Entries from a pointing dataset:
- - -
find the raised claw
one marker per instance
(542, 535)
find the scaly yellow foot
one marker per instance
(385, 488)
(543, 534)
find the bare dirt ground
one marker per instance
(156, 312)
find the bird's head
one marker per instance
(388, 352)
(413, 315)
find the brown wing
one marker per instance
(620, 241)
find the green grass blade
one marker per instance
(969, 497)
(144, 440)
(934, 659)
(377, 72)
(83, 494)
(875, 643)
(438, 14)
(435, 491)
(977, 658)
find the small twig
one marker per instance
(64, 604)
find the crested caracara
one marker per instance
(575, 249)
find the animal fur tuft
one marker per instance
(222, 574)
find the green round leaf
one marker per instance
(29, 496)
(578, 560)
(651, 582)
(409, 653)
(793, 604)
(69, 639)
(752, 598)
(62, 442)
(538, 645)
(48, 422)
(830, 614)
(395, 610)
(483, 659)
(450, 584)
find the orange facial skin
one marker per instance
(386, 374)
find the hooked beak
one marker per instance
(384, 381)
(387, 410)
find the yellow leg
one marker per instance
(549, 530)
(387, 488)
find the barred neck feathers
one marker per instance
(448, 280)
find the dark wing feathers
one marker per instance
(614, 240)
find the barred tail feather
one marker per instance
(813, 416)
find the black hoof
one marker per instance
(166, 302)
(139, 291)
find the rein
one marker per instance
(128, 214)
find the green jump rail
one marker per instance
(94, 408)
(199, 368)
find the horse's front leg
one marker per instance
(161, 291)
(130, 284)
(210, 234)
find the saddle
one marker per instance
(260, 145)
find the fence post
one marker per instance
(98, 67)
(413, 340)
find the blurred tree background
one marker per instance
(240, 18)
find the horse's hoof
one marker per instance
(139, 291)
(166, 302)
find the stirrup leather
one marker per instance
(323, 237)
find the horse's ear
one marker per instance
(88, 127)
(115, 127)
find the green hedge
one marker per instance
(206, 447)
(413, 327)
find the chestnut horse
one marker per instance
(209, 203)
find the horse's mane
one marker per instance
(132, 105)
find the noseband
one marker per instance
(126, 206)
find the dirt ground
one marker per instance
- - -
Reproduce the records unchanged, starting at the line that contains "find the horse's mane" and continuing through the final line of the records.

FINAL ANSWER:
find the horse's mane
one marker per instance
(132, 105)
find the noseband
one marker per instance
(126, 206)
find the dirt ground
one marker per instance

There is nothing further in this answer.